ПО ДАННЫМ ТЕКСТА >>
1. Определите, согласуются ли с текстом о письмах Бодлера утверждения (a), (b) и (c). Для каждого ответьте «да» или «нет» и приведите решающие слова текста дословной цитатой.
(a) После первой публикации «Цветов зла» Бодлер сообщил матери, что его ругают даже за плохое знание французского языка.
(b) Бодлер просил Пуле-Маласси выслать «Жюстину» для собственного чтения.
(c) Бодлер обратился к Пуле-Маласси с этой просьбой за два года до смерти.
2. Продолжите текст о письмах Бодлера, начав сразу после его последнего предложения.

ИСХОДНЫЙ ТЕКСТ >>
Он хотел, чтобы «Цветы зла» хвалили такие завзятые романтики, как Гюго и Сент-Бев (хотя его эстетика, декларативно выраженная в хрестоматийном теперь стихотворении «Падаль», шла вразрез с классическим взглядом романтизма: «А вот придет пора – и ты, червей питая, // Как это чудище, вдруг станешь смрад и гной, // Ты солнца светлый лик, звезда очей златая, // Ты страсть моей души, ты чистый ангел мой!» (пер. Эллиса)), его друг Феликс Надар или его собственная мать. То есть Бодлер очень хотел, чтобы его поняли и оценили – но чтобы его оценили те, кого он понимал и кого ценил сам.
В этом ему, за редкими исключениями, было отказано («Книга приводит людей в ярость, – писал он матери в 1857-м, после первой публикации „Цветов зла“. – Меня ругают за все: за отсутствие воображения, даже за плохое знание французского языка»). Но от непонятных «новых», внушавших ему «отчаянный страх», ему не нужны были даже восторги.
Если искать в письмах Бодлера общую мораль, некий общий смысл, то да, они об одиночестве истинного художника и о том, что опережать время – это неблагодарное и даже убийственное занятие. И о том, как часто пророк сам не осознает, что он пророк.
Эти письма изобилуют фразами, выражающими суть искусства будущего. За год до смерти Бодлер написал своему старому другу Огюсту Пуле-Маласси, чтобы тот выслал ему нелегально изданный роман де Сада «Жюстина» и еще несколько подобных книг. Эти тексты, поясняет Бодлер, нужны не ему самому, а маститому Сент-Беву, который «полагает, что может изучать преступление по писаниям других». А у «досточтимого господина Бодлера, – добавляет он не без брюзгливости, – довольно таланта, дабы изучать преступление в собственном сердце».

ПРЕДСТАВЛЕННЫЕ ЗАПИСИ >>
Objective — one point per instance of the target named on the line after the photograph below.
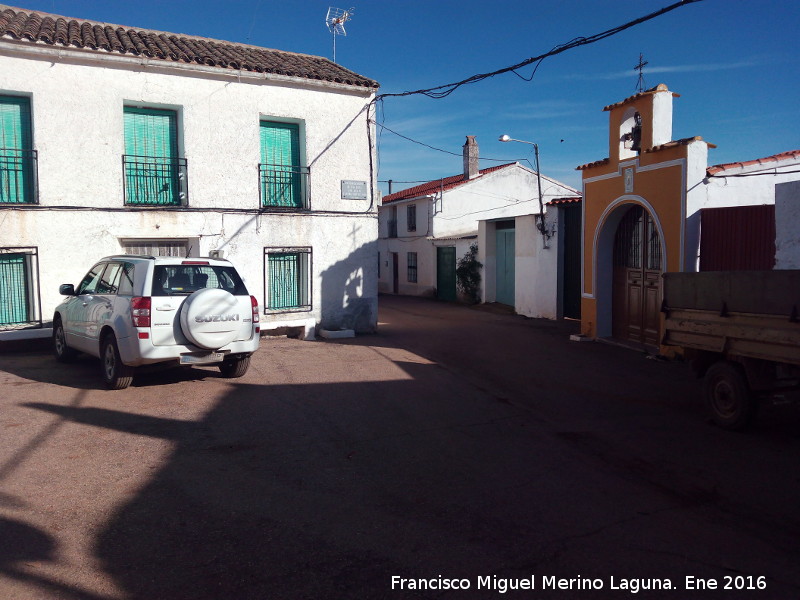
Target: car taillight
(140, 311)
(254, 304)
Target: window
(411, 217)
(154, 175)
(287, 279)
(19, 291)
(156, 247)
(412, 267)
(17, 156)
(283, 181)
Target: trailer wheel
(728, 397)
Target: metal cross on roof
(640, 67)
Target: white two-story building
(123, 140)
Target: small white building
(426, 229)
(120, 140)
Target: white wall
(77, 116)
(787, 225)
(748, 185)
(454, 216)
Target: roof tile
(446, 183)
(758, 161)
(37, 27)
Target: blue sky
(733, 62)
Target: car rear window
(170, 280)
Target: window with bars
(17, 156)
(288, 279)
(18, 287)
(156, 247)
(412, 267)
(283, 181)
(154, 174)
(411, 217)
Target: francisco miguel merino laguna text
(546, 582)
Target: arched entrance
(636, 291)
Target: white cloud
(695, 68)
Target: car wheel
(62, 352)
(236, 367)
(728, 396)
(117, 375)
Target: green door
(16, 161)
(281, 183)
(505, 266)
(446, 273)
(151, 152)
(13, 289)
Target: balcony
(154, 180)
(283, 187)
(18, 176)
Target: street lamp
(542, 227)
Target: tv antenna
(640, 67)
(335, 20)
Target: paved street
(457, 447)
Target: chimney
(470, 152)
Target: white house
(426, 229)
(123, 140)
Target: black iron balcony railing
(283, 186)
(18, 176)
(154, 180)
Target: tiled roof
(680, 142)
(447, 183)
(672, 144)
(54, 30)
(759, 161)
(596, 163)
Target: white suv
(137, 310)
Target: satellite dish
(335, 20)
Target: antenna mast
(335, 20)
(640, 67)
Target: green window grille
(287, 280)
(16, 154)
(282, 177)
(14, 289)
(153, 171)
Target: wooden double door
(636, 294)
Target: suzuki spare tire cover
(211, 318)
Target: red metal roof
(437, 185)
(759, 161)
(562, 201)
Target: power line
(443, 91)
(382, 126)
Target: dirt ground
(454, 444)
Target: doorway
(446, 273)
(636, 286)
(506, 259)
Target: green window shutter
(151, 132)
(286, 280)
(151, 162)
(281, 183)
(16, 163)
(13, 289)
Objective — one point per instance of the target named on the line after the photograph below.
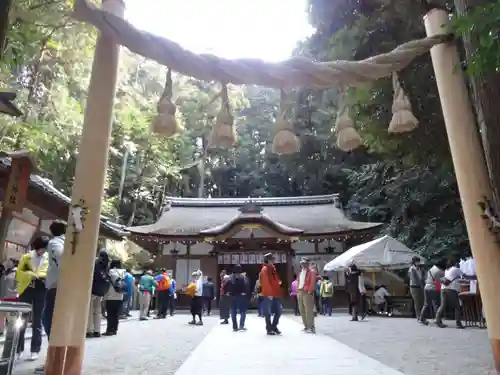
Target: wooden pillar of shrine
(66, 345)
(14, 198)
(470, 169)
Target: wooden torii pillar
(66, 345)
(470, 169)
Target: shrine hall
(213, 234)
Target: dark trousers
(35, 296)
(260, 302)
(326, 306)
(239, 305)
(127, 300)
(317, 302)
(171, 303)
(224, 305)
(207, 304)
(356, 304)
(449, 299)
(113, 310)
(48, 310)
(197, 306)
(163, 297)
(296, 305)
(271, 307)
(417, 294)
(431, 303)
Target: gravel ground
(411, 348)
(155, 347)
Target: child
(326, 293)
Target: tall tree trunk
(201, 167)
(4, 23)
(486, 96)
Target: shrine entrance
(251, 263)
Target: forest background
(405, 181)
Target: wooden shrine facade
(44, 203)
(217, 233)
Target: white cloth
(199, 286)
(453, 274)
(302, 279)
(379, 295)
(37, 261)
(115, 274)
(361, 285)
(55, 248)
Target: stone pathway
(406, 346)
(376, 346)
(293, 353)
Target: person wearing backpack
(147, 285)
(100, 286)
(432, 291)
(326, 293)
(163, 293)
(114, 296)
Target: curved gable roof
(313, 215)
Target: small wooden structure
(217, 233)
(41, 204)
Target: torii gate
(66, 347)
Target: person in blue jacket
(127, 297)
(171, 295)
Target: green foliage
(404, 181)
(482, 24)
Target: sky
(262, 29)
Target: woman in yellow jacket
(31, 274)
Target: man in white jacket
(197, 300)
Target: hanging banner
(17, 187)
(244, 258)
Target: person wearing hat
(353, 279)
(238, 290)
(305, 294)
(270, 286)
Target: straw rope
(403, 119)
(295, 72)
(285, 141)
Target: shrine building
(213, 234)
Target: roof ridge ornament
(250, 207)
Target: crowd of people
(33, 279)
(437, 289)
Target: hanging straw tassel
(403, 119)
(285, 140)
(348, 138)
(165, 122)
(223, 132)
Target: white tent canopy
(382, 253)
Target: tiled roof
(37, 181)
(314, 215)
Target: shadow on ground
(413, 349)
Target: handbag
(437, 283)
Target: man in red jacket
(305, 294)
(270, 286)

ОТВЕТЫ К ЗАДАНИЯМ >>
1.
(a) Да: «Меня ругают за все: за отсутствие воображения, даже за плохое знание французского языка».
(b) Нет: «Эти тексты, поясняет Бодлер, нужны не ему самому, а маститому Сент-Беву».
(c) Нет: «За год до смерти Бодлер написал своему старому другу Огюсту Пуле-Маласси».

2.
«Изучать преступление в собственном сердце»! В принципе, это идеальная формулировка исканий искусства последних полутора веков – от «Преступления и наказания», вышедшего через год после того, как Бодлер написал эту фразу, до, скажем, кинофильма «Бойцовский клуб».
Фильм Финчера, в котором герой оказывается «составленным» из двух совершенно непохожих людей, здесь вспоминается не совсем случайно. Потому хотя бы, что первое впечатление после того, как эту книгу прочитаешь, такое: автор этих писем, автор «Цветов зла» и тот человек, факты биографии которого сегодня изучены практически досконально, – это совсем разные люди.
В конце 1830-х годов Бодлер писал из колледжа письма своему отчиму, генералу Опику, – письма, заканчивающиеся фразой: «Я обожаю тебя». В 1848-м, среди революционных баррикад, размахивая охотничьим ружьем, добытым во время ограбления лавки торговца оружием, он призывает: «Надо пойти расстрелять генерала Опика!»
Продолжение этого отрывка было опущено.